» **Problem to solve**: In the records below, find the line that contains "Would you mind annotating the person" and the line that contains "Would you mind annotating the blue", then retype exactly those two lines and every line between them.

» **Entries provided**:
━━━━━━━━━━━━━━━━

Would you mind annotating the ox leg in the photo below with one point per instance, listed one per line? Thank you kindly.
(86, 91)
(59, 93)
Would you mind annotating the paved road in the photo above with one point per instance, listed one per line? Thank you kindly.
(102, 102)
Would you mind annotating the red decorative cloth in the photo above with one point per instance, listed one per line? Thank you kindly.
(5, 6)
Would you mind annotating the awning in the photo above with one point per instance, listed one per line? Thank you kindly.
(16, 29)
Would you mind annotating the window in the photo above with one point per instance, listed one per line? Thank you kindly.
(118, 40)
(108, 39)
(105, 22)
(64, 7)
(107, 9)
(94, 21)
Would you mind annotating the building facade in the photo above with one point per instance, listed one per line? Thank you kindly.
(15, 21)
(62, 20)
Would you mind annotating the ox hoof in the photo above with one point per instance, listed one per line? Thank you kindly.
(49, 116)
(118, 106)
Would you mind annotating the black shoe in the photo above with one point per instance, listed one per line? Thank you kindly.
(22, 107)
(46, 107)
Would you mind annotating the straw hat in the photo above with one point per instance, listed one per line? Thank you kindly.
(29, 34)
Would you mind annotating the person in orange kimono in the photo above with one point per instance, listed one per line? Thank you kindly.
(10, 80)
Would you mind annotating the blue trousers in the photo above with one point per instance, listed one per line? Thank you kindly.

━━━━━━━━━━━━━━━━

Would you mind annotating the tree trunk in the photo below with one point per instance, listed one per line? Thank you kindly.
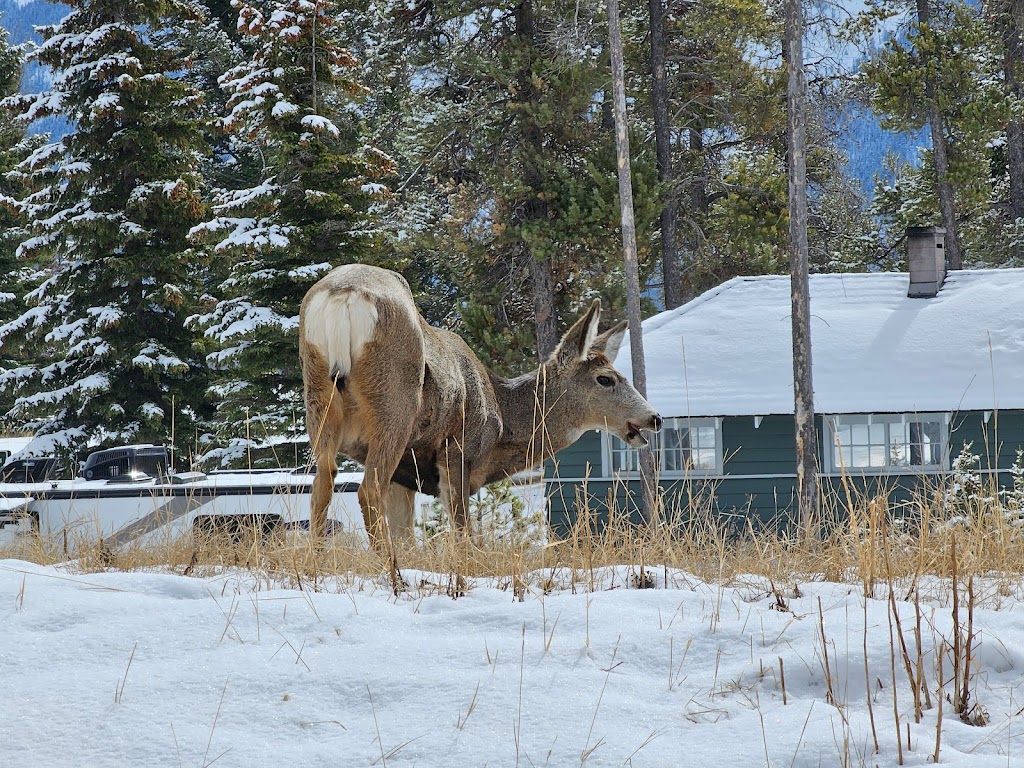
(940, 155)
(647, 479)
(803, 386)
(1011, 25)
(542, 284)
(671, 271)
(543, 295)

━━━━━━━━━━━━━━━━

» **Your solution**:
Would you mind annotating the person in orange kimono in the photo above with one point per instance, listed one per line? Thank you kindly.
(10, 80)
Would you mind annotating the blue trousers in the photo above with one point per instance, listed one per line? Thank you kindly.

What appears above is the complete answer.